***** ENTRIES SHOWN

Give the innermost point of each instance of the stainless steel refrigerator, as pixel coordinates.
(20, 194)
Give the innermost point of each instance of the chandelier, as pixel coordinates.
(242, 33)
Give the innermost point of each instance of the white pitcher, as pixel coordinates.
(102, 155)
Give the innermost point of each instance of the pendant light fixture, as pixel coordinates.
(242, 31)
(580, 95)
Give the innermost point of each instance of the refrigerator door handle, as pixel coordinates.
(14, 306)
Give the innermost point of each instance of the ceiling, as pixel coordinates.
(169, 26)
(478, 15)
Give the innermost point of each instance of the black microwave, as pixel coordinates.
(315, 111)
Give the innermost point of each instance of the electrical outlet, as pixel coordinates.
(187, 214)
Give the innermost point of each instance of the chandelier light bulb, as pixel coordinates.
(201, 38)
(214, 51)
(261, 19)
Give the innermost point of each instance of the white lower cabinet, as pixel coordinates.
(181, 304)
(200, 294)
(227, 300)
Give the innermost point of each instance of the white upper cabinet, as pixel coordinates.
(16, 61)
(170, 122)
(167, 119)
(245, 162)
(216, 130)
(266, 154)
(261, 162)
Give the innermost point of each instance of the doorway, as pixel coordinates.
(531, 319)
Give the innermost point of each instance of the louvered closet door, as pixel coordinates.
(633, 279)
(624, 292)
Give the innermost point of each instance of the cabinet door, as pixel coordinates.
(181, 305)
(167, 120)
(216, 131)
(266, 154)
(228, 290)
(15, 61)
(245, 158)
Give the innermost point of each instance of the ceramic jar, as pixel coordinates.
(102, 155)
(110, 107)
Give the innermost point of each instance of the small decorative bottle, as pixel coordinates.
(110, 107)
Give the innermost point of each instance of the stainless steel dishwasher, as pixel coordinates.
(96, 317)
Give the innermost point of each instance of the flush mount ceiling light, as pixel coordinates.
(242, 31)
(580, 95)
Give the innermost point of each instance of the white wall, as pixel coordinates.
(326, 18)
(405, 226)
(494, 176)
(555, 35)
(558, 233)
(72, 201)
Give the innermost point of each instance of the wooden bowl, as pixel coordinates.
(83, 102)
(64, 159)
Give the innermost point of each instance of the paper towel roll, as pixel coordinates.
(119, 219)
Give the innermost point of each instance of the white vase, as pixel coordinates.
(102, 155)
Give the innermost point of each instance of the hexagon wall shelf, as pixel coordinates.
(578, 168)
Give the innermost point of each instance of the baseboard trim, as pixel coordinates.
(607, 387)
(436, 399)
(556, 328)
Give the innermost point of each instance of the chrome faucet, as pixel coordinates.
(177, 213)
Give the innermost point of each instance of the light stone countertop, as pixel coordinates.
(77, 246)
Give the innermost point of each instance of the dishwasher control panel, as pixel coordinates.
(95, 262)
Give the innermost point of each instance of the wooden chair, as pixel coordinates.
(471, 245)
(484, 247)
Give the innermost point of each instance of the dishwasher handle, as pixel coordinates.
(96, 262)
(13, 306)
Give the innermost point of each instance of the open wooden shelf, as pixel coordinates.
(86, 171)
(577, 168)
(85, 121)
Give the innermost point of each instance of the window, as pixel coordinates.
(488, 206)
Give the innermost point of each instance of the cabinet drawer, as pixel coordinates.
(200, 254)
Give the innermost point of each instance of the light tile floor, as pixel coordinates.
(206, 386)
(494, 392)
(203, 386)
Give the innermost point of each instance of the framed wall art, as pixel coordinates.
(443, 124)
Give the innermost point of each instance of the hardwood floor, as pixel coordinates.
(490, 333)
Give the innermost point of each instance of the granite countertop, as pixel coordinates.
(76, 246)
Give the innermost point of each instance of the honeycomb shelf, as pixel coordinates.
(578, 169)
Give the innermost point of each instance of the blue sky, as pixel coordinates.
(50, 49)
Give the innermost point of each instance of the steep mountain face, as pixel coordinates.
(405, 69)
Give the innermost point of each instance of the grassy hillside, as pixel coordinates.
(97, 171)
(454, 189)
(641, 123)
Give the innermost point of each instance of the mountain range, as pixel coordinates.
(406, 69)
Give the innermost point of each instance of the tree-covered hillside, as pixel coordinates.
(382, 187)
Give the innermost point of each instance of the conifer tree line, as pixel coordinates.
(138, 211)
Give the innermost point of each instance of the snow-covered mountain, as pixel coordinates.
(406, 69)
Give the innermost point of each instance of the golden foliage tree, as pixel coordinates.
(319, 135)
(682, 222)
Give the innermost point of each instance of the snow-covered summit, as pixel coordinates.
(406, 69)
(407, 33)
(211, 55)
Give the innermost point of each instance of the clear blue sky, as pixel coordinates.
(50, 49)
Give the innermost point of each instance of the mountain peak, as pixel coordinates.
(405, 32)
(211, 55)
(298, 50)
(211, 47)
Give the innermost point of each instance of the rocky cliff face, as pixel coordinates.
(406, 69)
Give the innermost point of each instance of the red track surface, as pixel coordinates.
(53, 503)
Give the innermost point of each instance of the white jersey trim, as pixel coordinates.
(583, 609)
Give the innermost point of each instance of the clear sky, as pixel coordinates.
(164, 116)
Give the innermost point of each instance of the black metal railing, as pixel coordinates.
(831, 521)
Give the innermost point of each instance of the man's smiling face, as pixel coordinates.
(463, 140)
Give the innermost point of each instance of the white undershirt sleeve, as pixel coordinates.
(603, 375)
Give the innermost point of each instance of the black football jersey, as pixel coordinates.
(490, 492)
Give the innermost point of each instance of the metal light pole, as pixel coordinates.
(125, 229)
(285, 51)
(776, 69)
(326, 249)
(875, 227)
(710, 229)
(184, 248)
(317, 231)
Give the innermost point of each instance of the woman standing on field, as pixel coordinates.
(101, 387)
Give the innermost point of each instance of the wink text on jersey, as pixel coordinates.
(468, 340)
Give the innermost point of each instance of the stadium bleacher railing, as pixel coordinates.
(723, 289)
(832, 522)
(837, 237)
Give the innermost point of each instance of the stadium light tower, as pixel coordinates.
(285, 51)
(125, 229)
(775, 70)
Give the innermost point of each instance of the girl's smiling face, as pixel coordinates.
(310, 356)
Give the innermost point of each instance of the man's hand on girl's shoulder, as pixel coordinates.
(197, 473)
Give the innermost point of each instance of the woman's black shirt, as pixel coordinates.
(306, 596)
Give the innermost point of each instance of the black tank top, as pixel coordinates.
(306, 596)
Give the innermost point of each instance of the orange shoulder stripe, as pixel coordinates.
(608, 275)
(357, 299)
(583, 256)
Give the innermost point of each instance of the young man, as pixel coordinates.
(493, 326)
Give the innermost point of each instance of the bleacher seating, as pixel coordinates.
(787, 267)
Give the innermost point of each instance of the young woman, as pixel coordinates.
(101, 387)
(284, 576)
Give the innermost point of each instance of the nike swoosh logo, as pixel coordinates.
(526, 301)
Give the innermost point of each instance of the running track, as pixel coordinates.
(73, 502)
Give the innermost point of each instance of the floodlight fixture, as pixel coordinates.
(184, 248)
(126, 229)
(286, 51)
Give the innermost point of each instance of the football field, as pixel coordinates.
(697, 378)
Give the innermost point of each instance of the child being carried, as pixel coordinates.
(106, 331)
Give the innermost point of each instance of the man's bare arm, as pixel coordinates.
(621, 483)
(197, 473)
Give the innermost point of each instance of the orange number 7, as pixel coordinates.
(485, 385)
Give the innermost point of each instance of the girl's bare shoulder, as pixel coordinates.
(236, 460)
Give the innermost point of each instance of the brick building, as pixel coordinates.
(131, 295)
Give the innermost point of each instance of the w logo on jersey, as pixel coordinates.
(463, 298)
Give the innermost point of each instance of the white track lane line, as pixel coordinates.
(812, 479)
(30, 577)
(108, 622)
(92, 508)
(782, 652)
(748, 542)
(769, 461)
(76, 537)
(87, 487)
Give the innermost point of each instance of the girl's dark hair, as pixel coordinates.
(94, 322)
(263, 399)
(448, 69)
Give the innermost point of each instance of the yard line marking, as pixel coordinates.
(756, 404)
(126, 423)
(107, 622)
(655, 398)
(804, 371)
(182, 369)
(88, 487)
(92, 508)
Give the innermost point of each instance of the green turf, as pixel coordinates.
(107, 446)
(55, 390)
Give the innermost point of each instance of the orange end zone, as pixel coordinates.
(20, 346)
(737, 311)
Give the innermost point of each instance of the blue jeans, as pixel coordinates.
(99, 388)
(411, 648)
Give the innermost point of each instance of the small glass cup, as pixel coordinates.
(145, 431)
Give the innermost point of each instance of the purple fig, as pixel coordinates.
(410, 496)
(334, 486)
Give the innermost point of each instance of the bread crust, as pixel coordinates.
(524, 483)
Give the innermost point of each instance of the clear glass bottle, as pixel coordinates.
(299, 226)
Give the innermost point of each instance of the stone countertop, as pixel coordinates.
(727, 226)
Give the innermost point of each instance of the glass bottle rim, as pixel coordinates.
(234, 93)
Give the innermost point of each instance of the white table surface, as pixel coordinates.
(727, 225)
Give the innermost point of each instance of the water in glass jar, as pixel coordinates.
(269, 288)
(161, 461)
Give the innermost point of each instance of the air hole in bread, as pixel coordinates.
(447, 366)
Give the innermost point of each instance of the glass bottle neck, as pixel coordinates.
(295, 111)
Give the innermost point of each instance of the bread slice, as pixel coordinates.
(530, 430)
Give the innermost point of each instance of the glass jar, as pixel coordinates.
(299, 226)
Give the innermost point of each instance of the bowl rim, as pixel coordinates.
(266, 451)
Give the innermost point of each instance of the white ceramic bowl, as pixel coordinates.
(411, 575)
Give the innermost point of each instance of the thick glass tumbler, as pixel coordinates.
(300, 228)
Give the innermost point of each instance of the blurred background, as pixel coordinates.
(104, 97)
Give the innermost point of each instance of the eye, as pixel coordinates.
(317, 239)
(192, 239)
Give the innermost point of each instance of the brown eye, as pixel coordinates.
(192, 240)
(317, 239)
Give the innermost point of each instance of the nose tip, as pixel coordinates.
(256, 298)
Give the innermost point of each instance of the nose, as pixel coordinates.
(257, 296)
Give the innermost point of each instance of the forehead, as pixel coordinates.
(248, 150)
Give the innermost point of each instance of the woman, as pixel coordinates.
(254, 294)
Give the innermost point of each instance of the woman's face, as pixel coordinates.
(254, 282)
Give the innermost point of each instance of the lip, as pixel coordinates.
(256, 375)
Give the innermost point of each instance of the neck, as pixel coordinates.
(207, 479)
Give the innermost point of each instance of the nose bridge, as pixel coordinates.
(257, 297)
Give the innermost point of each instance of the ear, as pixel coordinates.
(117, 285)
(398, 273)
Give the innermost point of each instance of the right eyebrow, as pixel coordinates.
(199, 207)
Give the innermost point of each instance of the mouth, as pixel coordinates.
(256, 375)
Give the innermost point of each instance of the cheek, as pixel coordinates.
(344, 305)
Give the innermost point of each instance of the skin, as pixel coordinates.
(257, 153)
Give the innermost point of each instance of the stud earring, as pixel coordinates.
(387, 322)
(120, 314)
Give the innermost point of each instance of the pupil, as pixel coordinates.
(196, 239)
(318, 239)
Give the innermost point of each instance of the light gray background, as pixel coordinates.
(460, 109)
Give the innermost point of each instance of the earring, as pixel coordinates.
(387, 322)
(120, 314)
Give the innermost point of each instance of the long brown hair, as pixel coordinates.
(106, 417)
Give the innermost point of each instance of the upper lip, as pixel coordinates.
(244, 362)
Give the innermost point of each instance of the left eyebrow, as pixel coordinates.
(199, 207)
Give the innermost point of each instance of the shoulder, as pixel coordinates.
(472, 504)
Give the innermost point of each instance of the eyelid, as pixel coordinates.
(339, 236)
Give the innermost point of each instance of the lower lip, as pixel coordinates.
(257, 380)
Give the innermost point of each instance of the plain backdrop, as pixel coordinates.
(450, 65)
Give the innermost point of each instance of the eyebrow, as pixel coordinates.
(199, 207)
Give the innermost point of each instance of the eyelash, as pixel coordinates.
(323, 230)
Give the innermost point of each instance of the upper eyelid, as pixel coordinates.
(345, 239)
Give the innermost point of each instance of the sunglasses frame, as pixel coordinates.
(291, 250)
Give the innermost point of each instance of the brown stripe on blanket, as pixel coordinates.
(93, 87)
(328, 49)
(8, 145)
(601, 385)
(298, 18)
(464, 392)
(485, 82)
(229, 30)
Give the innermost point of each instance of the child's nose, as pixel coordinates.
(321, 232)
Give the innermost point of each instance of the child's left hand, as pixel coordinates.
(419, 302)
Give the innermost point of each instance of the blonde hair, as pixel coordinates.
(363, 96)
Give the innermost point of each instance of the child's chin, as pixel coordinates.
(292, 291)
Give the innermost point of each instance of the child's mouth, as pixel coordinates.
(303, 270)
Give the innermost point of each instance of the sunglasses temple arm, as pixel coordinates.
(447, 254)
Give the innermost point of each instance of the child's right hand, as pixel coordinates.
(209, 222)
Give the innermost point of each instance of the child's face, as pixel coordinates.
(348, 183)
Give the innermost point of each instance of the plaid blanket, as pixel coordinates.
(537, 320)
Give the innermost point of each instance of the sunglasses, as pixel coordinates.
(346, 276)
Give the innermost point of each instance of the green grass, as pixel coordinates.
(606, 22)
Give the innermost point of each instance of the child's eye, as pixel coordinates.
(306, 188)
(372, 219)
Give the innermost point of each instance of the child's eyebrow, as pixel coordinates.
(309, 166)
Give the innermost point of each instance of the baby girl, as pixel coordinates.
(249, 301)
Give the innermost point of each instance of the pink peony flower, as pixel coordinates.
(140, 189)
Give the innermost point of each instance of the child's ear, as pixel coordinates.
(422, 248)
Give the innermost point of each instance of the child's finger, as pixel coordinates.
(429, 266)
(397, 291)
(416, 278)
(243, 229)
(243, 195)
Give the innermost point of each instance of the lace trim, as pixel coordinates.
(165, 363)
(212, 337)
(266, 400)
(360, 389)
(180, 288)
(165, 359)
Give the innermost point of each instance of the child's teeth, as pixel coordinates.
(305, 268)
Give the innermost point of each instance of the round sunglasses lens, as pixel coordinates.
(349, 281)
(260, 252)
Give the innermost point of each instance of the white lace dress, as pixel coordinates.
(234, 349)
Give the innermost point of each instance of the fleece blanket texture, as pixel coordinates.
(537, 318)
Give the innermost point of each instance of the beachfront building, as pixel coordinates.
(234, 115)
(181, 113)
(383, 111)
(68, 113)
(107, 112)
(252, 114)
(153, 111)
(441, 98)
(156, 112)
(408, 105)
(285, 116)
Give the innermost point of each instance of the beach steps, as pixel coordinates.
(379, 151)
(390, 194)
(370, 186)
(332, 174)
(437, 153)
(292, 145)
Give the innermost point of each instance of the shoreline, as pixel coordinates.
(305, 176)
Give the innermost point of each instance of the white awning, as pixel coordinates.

**********

WRITTEN EXERCISE: Starting at the line that contains "Give the innermost point of each instance of the pink", retype each line through the end of the listing above and nothing else.

RESPONSE BELOW:
Give the innermost point of each instance of the pink peony flower, as pixel coordinates.
(140, 189)
Give the innermost point of each instance of the child's ear, as pixel coordinates.
(422, 248)
Give the innermost point of each instance of the child's finger, as pixel coordinates.
(429, 266)
(397, 291)
(416, 278)
(243, 229)
(243, 195)
Give the innermost point of each instance of the lace trim, as pixel coordinates.
(165, 363)
(212, 337)
(266, 400)
(360, 389)
(180, 288)
(165, 359)
Give the innermost point of each instance of the child's teeth, as pixel coordinates.
(305, 268)
Give the innermost point of each instance of the round sunglasses lens, as pixel coordinates.
(349, 281)
(260, 252)
Give the innermost point of each instance of the white lace dress, as pixel coordinates.
(234, 349)
Give the innermost point of each instance of the fleece blanket texture, as pixel coordinates.
(537, 318)
Give the innermost point of each instance of the beachfront building, as pixel coordinates.
(234, 115)
(181, 113)
(383, 111)
(68, 113)
(107, 112)
(252, 114)
(153, 111)
(441, 98)
(156, 112)
(408, 105)
(285, 116)
Give the innermost point of each instance of the beach steps, as pixel coordinates.
(379, 151)
(390, 194)
(370, 186)
(332, 174)
(437, 153)
(292, 145)
Give the innermost point of each instance of the shoreline, as pixel coordinates.
(305, 176)
Give the innermost point of each instance of the white awning, as pixel coordinates.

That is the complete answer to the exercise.